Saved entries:
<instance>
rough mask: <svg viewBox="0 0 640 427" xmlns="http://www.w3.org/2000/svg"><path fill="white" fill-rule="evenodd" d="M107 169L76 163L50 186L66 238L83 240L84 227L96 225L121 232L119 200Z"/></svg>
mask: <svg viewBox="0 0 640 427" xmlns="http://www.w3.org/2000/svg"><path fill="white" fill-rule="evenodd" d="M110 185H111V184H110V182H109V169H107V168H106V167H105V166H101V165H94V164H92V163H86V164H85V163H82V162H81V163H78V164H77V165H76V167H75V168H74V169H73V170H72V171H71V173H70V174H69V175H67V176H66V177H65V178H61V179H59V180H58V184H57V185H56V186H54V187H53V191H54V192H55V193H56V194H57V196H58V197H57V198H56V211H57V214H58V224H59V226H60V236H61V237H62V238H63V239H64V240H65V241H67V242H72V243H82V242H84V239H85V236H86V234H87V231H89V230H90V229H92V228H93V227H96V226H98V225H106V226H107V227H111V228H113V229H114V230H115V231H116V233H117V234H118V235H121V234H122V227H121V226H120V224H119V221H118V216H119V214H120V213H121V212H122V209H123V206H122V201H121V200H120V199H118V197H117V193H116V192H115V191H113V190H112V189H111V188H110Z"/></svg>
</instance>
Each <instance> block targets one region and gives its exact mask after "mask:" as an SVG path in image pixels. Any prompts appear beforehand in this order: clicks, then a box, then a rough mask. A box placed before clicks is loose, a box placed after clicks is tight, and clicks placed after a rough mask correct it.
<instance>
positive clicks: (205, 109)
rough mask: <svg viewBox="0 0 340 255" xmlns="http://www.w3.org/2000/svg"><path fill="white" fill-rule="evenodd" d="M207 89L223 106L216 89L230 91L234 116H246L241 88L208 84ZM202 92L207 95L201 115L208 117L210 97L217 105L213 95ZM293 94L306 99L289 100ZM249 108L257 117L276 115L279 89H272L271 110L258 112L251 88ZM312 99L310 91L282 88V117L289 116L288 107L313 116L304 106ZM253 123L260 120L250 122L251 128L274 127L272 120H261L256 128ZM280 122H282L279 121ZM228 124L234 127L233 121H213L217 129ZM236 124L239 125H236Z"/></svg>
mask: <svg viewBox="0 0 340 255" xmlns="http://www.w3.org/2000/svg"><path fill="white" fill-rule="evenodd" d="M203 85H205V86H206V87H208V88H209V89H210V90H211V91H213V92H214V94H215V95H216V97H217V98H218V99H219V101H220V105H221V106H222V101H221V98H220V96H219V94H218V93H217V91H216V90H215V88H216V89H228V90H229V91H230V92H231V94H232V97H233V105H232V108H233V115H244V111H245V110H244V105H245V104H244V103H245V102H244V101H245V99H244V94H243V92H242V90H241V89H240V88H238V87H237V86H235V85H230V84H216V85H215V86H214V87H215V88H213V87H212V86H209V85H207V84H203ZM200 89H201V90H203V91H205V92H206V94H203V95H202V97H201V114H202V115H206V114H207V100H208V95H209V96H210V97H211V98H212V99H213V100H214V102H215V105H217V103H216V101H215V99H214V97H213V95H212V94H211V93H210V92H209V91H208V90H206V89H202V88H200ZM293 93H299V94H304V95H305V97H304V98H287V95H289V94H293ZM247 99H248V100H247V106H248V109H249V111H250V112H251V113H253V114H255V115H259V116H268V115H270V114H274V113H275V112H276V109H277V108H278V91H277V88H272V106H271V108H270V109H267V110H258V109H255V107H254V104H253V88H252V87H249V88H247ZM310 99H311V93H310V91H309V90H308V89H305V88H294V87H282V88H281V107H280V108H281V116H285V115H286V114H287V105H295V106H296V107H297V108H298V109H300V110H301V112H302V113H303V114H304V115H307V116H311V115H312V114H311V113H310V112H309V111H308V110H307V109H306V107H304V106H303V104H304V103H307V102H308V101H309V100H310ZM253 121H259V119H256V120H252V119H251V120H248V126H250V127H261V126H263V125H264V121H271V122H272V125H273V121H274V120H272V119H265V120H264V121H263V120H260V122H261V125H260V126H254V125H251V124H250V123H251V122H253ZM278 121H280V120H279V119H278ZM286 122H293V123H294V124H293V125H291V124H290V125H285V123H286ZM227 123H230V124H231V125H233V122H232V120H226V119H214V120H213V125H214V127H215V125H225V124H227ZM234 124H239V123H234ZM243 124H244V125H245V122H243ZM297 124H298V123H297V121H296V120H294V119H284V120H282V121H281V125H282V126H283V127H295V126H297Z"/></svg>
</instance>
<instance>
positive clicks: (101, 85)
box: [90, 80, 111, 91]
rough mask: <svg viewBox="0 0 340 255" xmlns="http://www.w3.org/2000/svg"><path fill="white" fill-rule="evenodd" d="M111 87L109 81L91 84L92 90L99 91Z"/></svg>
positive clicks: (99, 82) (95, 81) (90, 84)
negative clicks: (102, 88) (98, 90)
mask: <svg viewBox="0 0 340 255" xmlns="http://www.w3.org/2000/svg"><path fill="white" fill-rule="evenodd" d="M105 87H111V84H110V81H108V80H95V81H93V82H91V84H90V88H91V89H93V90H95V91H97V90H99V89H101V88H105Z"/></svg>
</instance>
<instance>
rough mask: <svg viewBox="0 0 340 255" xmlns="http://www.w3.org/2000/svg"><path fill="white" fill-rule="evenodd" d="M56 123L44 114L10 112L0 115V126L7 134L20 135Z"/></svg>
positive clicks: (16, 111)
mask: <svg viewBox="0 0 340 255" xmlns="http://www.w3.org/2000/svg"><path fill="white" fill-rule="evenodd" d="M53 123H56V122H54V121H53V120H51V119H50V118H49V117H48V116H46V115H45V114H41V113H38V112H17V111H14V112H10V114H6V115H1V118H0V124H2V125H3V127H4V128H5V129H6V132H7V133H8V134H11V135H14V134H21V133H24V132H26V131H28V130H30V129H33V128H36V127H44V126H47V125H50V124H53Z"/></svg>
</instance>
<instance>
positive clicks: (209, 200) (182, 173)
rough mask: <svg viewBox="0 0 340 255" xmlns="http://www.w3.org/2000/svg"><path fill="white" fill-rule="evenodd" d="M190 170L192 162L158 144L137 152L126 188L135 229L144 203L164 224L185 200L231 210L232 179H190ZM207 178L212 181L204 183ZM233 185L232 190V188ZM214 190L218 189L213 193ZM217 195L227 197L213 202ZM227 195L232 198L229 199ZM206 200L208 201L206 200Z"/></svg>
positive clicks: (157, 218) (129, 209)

**The task:** Exactly as written, transcribe every line shown above.

**Response to the task:**
<instance>
rough mask: <svg viewBox="0 0 640 427" xmlns="http://www.w3.org/2000/svg"><path fill="white" fill-rule="evenodd" d="M107 169L76 163L50 186L66 238L83 240L84 227L96 225L121 232L119 200Z"/></svg>
mask: <svg viewBox="0 0 640 427" xmlns="http://www.w3.org/2000/svg"><path fill="white" fill-rule="evenodd" d="M110 185H111V184H110V182H109V169H107V168H106V167H105V166H101V165H94V164H92V163H86V164H85V163H82V162H81V163H78V164H77V165H76V167H75V168H74V169H73V170H72V171H71V173H70V174H69V175H67V176H66V177H65V178H61V179H59V180H58V184H57V185H56V186H54V187H53V191H54V192H55V193H56V194H57V196H58V197H57V198H56V211H57V214H58V224H59V226H60V236H61V237H62V238H63V239H64V240H65V241H67V242H72V243H82V242H84V239H85V236H86V234H87V231H89V230H90V229H92V228H93V227H96V226H98V225H106V226H107V227H111V228H113V229H114V230H115V231H116V233H117V234H118V235H121V234H122V227H121V226H120V224H119V221H118V216H119V214H120V213H121V212H122V209H123V206H122V201H121V200H120V199H118V197H117V193H116V192H115V191H113V190H112V189H111V188H110Z"/></svg>
</instance>
Each <instance> block targets one region and gives its exact mask after "mask:" as an SVG path in image pixels. Any prompts appear beforehand in this order: clicks, then a box, then a rough mask. A box placed before clicks is loose, a box placed after clicks is tight, and clicks placed after a rough mask correct it.
<instance>
positive clicks: (205, 109)
rough mask: <svg viewBox="0 0 340 255" xmlns="http://www.w3.org/2000/svg"><path fill="white" fill-rule="evenodd" d="M207 89L223 106L216 89L230 91L234 116H246L241 88L208 84ZM202 92L207 95L201 115L208 117L210 97L217 105L213 95ZM293 94L306 99L289 100ZM249 108L257 117L276 115L279 89H272L271 110L258 112L251 88ZM312 99L310 91L282 88V117L289 116L288 107L313 116L304 106ZM253 123L260 120L250 122L251 128L274 127L272 120H261L256 128ZM280 122H282L279 121ZM228 124L234 127L233 121H213L217 129ZM236 124L239 125H236Z"/></svg>
mask: <svg viewBox="0 0 340 255" xmlns="http://www.w3.org/2000/svg"><path fill="white" fill-rule="evenodd" d="M203 85H205V86H206V87H208V88H209V89H210V90H211V91H213V92H214V94H215V95H216V97H217V98H218V99H219V101H220V105H221V106H222V101H221V98H220V96H219V94H218V93H217V91H216V90H215V88H216V89H228V90H229V91H230V92H231V94H232V97H233V105H232V108H233V115H244V111H245V110H244V105H245V104H244V103H245V102H244V101H245V99H244V94H243V92H242V90H241V89H240V88H238V87H237V86H235V85H230V84H216V85H215V86H214V87H215V88H213V87H212V86H209V85H207V84H203ZM200 89H201V90H203V91H205V92H206V94H203V95H202V97H201V114H202V115H206V114H207V100H208V95H209V96H210V97H211V98H212V99H213V100H214V102H215V105H217V103H216V101H215V99H214V97H213V95H212V94H211V93H210V92H209V91H208V90H206V89H202V88H200ZM293 93H299V94H304V95H305V97H304V98H287V95H289V94H293ZM247 99H248V100H247V106H248V109H249V111H250V112H251V113H253V114H255V115H259V116H268V115H270V114H274V113H275V112H276V109H277V108H278V91H277V88H272V106H271V108H270V109H267V110H258V109H255V107H254V104H253V88H252V87H249V88H247ZM310 99H311V93H310V91H309V90H308V89H305V88H294V87H282V88H281V107H280V108H281V116H285V115H286V114H287V105H295V106H296V107H297V108H298V109H300V110H301V112H302V113H303V114H304V115H307V116H311V115H312V114H311V113H310V112H309V111H308V110H307V109H306V107H304V106H303V104H304V103H307V102H308V101H309V100H310ZM253 121H259V119H256V120H252V119H251V120H248V126H250V127H261V126H263V125H264V121H271V122H272V125H273V121H274V120H272V119H265V120H264V121H263V120H260V122H261V125H260V126H254V125H251V124H250V123H251V122H253ZM278 121H280V120H279V119H278ZM286 122H293V123H294V124H293V125H291V124H290V125H285V123H286ZM227 123H230V124H231V125H233V122H232V120H226V119H214V120H213V125H214V127H215V125H225V124H227ZM234 124H239V123H234ZM243 124H244V125H245V122H243ZM297 124H298V123H297V121H296V120H294V119H284V120H282V121H281V125H282V126H283V127H295V126H297Z"/></svg>
</instance>
<instance>
positive clicks: (101, 85)
box: [90, 80, 111, 91]
rough mask: <svg viewBox="0 0 340 255" xmlns="http://www.w3.org/2000/svg"><path fill="white" fill-rule="evenodd" d="M111 87L109 81L91 84L92 90L99 91Z"/></svg>
positive clicks: (99, 82) (95, 81) (90, 84)
negative clicks: (102, 88) (98, 90)
mask: <svg viewBox="0 0 340 255" xmlns="http://www.w3.org/2000/svg"><path fill="white" fill-rule="evenodd" d="M105 87H111V84H110V81H108V80H95V81H93V82H91V84H90V88H91V89H93V90H95V91H97V90H99V89H101V88H105Z"/></svg>
</instance>
<instance>
rough mask: <svg viewBox="0 0 340 255" xmlns="http://www.w3.org/2000/svg"><path fill="white" fill-rule="evenodd" d="M56 123L44 114L10 112L0 115V126L7 134L20 135Z"/></svg>
positive clicks: (16, 111)
mask: <svg viewBox="0 0 340 255" xmlns="http://www.w3.org/2000/svg"><path fill="white" fill-rule="evenodd" d="M53 123H56V122H54V121H53V120H51V119H50V118H49V117H48V116H46V115H45V114H41V113H38V112H17V111H14V112H10V114H6V115H1V118H0V124H2V125H3V127H4V128H5V129H6V132H7V133H8V134H11V135H14V134H21V133H24V132H26V131H28V130H30V129H33V128H36V127H44V126H47V125H50V124H53Z"/></svg>
</instance>
<instance>
positive clicks: (209, 200) (182, 173)
rough mask: <svg viewBox="0 0 340 255" xmlns="http://www.w3.org/2000/svg"><path fill="white" fill-rule="evenodd" d="M190 170L192 162L158 144L137 152L126 188L135 229L144 203L164 224L185 200L231 210L232 179H190ZM207 178L212 181L204 183ZM233 185L232 190V188ZM214 190L218 189L213 193ZM217 195L227 197L213 202ZM227 195L232 198L229 199ZM206 200L208 201L206 200Z"/></svg>
positive clicks: (157, 218) (129, 209)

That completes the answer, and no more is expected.